Start PROVIDED DATA

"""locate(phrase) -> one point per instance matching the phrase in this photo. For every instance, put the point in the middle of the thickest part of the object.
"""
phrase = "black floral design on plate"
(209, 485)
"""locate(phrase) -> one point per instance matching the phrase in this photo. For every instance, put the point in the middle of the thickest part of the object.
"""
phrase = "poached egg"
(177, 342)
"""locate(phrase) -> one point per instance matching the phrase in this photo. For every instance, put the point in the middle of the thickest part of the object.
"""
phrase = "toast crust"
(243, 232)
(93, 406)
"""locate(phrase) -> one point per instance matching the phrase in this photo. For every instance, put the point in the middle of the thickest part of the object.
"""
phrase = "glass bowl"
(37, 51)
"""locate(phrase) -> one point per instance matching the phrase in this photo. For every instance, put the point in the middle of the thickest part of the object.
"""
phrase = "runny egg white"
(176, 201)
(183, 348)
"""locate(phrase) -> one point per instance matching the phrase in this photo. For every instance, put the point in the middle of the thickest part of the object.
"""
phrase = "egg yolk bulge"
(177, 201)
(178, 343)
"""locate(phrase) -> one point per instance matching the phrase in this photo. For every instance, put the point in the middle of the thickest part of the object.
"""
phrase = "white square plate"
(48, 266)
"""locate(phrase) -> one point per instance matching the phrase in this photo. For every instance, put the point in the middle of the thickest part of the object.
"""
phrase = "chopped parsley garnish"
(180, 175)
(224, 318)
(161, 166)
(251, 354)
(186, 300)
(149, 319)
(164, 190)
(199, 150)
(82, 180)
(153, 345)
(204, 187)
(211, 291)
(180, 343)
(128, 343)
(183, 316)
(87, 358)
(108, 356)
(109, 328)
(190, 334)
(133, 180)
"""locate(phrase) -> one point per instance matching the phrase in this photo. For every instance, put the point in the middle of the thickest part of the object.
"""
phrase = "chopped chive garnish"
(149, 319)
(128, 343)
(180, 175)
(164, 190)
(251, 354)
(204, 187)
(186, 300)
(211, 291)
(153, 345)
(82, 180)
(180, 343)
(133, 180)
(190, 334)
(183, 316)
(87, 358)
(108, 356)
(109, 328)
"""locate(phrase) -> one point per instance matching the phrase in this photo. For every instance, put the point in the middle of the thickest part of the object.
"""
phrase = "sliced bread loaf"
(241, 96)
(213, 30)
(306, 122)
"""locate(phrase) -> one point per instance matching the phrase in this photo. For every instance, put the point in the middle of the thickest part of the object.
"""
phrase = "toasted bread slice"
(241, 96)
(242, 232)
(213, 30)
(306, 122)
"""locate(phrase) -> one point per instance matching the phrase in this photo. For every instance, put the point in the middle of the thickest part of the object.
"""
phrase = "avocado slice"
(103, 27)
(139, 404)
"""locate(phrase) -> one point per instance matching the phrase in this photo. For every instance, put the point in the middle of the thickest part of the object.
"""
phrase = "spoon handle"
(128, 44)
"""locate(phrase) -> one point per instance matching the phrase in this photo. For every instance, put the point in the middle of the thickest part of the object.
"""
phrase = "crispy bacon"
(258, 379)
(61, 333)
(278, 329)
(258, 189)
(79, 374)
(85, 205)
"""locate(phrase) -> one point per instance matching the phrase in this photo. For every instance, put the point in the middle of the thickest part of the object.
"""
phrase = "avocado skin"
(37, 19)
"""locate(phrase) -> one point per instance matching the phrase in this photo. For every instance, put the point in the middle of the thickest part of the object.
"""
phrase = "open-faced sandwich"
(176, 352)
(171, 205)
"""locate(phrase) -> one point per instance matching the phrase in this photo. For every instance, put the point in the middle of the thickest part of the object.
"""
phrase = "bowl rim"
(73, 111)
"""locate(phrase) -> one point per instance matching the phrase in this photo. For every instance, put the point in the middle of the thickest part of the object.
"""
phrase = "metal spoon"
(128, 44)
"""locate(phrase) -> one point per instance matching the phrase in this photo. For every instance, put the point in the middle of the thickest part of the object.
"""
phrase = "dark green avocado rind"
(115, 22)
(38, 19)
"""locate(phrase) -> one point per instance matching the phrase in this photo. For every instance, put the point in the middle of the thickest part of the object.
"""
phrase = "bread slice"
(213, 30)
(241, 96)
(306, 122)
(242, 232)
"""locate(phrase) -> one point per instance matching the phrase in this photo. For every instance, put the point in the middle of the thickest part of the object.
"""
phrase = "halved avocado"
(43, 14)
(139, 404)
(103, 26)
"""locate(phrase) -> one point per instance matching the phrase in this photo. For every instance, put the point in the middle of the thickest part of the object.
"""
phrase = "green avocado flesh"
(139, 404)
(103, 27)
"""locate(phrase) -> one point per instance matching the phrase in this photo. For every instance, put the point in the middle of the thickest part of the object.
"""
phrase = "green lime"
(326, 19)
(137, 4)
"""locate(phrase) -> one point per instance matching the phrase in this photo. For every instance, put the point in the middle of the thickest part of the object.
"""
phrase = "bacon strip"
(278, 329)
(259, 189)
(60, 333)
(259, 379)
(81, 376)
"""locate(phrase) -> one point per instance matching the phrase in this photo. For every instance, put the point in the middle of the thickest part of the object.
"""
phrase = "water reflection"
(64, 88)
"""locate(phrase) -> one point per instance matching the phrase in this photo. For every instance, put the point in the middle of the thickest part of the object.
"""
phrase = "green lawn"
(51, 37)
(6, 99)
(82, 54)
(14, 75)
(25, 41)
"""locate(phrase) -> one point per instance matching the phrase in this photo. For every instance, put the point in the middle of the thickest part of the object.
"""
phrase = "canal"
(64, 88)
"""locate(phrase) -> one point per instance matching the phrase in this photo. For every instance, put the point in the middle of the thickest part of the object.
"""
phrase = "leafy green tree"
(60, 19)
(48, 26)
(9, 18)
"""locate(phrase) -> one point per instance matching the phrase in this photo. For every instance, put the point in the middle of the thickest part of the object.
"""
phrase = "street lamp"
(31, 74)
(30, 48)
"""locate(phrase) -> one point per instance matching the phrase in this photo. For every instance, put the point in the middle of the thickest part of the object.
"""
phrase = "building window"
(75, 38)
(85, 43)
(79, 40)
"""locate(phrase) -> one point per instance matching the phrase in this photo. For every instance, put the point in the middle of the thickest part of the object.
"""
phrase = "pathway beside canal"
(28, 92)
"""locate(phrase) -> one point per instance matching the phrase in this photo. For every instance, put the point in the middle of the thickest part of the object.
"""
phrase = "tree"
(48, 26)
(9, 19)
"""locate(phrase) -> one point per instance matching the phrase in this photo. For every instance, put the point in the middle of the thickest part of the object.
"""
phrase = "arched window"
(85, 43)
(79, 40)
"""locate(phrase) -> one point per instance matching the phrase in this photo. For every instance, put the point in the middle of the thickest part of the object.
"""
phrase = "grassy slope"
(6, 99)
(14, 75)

End PROVIDED DATA

— AIM —
Extract every entry above as it appears.

— WORKED SOLUTION —
"""locate(phrase) -> one point per instance matching the phrase in this photo. For every instance, put the point in the middle of the thickest part of the object.
"""
phrase = "black floral design on plate"
(209, 485)
"""locate(phrase) -> one point per instance matching the phrase in this photo. For every instance, put the point in the middle of the thickest part of the object.
"""
phrase = "poached egg"
(177, 342)
"""locate(phrase) -> one point per instance matching the phrase in this photo. For every instance, put the point in the middle of the thickest part of the object.
"""
phrase = "toast crust"
(243, 232)
(93, 406)
"""locate(phrase) -> one point per instance matching the phrase in this photo. For every instance, put the point in the middle of the thickest part of the object.
"""
phrase = "glass bowl"
(37, 51)
"""locate(phrase) -> one point per instance matching the phrase in this photo. For every instance, put the point in the middle of the thickest part of the object.
"""
phrase = "runny egg white"
(176, 201)
(183, 348)
"""locate(phrase) -> one point per instance matching the phrase in this photo. For every instance, put the point in the middle of the thickest part of the object.
"""
phrase = "egg yolk bulge"
(177, 201)
(178, 343)
"""locate(phrase) -> one point per instance matching the phrase in this photo. For every instance, put the point in the middle of the thickest part of the object.
"""
phrase = "white square plate"
(48, 266)
"""locate(phrase) -> one point per instance matching the phrase in this photo. For every instance, put the point in the middle of the thickest part of the object.
"""
phrase = "chopped parsley garnish"
(180, 175)
(224, 318)
(161, 166)
(251, 354)
(186, 300)
(149, 319)
(164, 190)
(199, 150)
(82, 180)
(153, 345)
(204, 187)
(211, 291)
(180, 343)
(128, 343)
(183, 316)
(87, 358)
(108, 356)
(109, 328)
(190, 334)
(133, 180)
"""locate(phrase) -> one point per instance matching the phrase in this photo. For every instance, put the point in the middle of the thickest part of the object.
"""
phrase = "chopped chive garnish"
(149, 319)
(128, 343)
(180, 175)
(164, 190)
(251, 354)
(204, 187)
(186, 300)
(211, 291)
(153, 345)
(82, 180)
(180, 343)
(133, 180)
(190, 334)
(183, 316)
(87, 358)
(108, 356)
(109, 328)
"""locate(phrase) -> one point per instance matching the phrase in this photo. For every instance, put the point in the middle of the thickest part of the object.
"""
phrase = "sliced bread loaf"
(241, 96)
(213, 30)
(306, 122)
"""locate(phrase) -> one point per instance matching the phrase in this photo. For every instance, put the point in the middle of the thickest part of the object.
"""
phrase = "toasted bread slice"
(241, 96)
(242, 232)
(213, 30)
(306, 122)
"""locate(phrase) -> one point per instance matching the phrase in this photo. For every instance, put the point in the middle of the thickest part of the object.
"""
phrase = "avocado slice"
(103, 27)
(139, 404)
"""locate(phrase) -> one point per instance matching the phrase in this photo. For every instance, put the point in the middle of the thickest part of the object.
"""
phrase = "spoon handle"
(128, 44)
"""locate(phrase) -> one point per instance matching the phrase in this photo. For every instance, put the point in the middle of the thickest part of the object.
"""
phrase = "crispy bacon"
(258, 379)
(61, 333)
(278, 329)
(258, 189)
(79, 374)
(85, 205)
"""locate(phrase) -> one point per instance matching the phrase in this photo. For every instance, put the point in the middle of the thickest part of the object.
"""
phrase = "avocado skin"
(37, 19)
"""locate(phrase) -> one point per instance matching the phrase in this photo. For every instance, put the point in the middle of the thickest part of the object.
"""
phrase = "open-faced sandwich"
(176, 352)
(171, 205)
"""locate(phrase) -> one point per instance matching the phrase in this photo. For every instance, put the point in the middle of the thickest part of the object.
"""
phrase = "bowl rim"
(73, 111)
"""locate(phrase) -> one point per instance matching the phrase in this photo. For every instance, put the point in the middle of the thickest part of the object.
"""
phrase = "metal spoon"
(128, 44)
"""locate(phrase) -> one point per instance matching the phrase in this photo. For every instance, put the point in the middle of the thickest part of the object.
"""
phrase = "dark green avocado rind"
(115, 22)
(38, 19)
"""locate(phrase) -> one point per instance matching the phrase in this photo. For every instance, put the point in the middle of the thickest part of the object.
"""
phrase = "bread slice"
(213, 30)
(241, 96)
(306, 122)
(242, 232)
"""locate(phrase) -> one point per instance matching the phrase in this photo. For every instance, put the point in the middle of the thickest part of the object.
"""
phrase = "halved avocado"
(43, 14)
(139, 404)
(103, 26)
"""locate(phrase) -> one point per instance matching the phrase in this photo. For every instance, put the point in the middle of the thickest part of the object.
"""
phrase = "green avocado flesh"
(139, 404)
(103, 27)
"""locate(phrase) -> one point per instance matching the phrase in this photo. For every instance, put the point in the middle of the thickest part of the object.
"""
phrase = "green lime"
(326, 19)
(137, 4)
"""locate(phrase) -> one point per instance matching the phrase in this photo. For every instance, put the point in the middle of the thickest part of the object.
"""
phrase = "bacon strip"
(278, 329)
(259, 189)
(60, 333)
(259, 379)
(81, 376)
"""locate(phrase) -> one point per instance matching the phrase in this photo. For every instance, put the point in the middle of the thickest part of the object.
"""
phrase = "water reflection"
(64, 88)
"""locate(phrase) -> one point per instance matching the phrase in this photo. For every instance, put the point in the middle of the thickest part of the object.
"""
phrase = "green lawn"
(51, 37)
(6, 99)
(82, 54)
(14, 75)
(25, 41)
"""locate(phrase) -> one point per instance matching the phrase in this photo. For every instance, put the point in the middle of the thickest part of the object.
"""
phrase = "canal"
(64, 88)
"""locate(phrase) -> one point per instance matching the phrase in this photo. For every instance, put the point in the middle of the thickest part of the object.
"""
phrase = "leafy green tree"
(60, 19)
(48, 26)
(9, 18)
"""locate(phrase) -> one point per instance matching the phrase in this photo. For every instance, put the point in the middle of the thickest part of the object.
"""
phrase = "street lamp"
(31, 74)
(30, 48)
"""locate(phrase) -> one point per instance matching the phrase in this photo. For every instance, put the point in the middle of the thickest part of the object.
"""
phrase = "building window"
(75, 38)
(85, 43)
(79, 40)
"""locate(phrase) -> one point per instance matching the phrase in this photo. For every instance, put the point in the middle of the thickest part of the object.
"""
phrase = "pathway beside canal"
(28, 92)
"""locate(phrase) -> one point per instance matching the phrase in this photo. For every instance, put the point in the middle of the thickest part of the object.
"""
phrase = "tree"
(48, 26)
(9, 19)
"""locate(phrase) -> one point per instance matching the phrase in this photo. For every instance, put the point in the middle of the thickest part of the object.
"""
phrase = "arched window"
(85, 43)
(79, 40)
"""locate(phrase) -> one point per instance matching the phrase in this photo. For every instance, put the point in the middle of the thickest part of the object.
"""
phrase = "grassy slope"
(6, 99)
(14, 75)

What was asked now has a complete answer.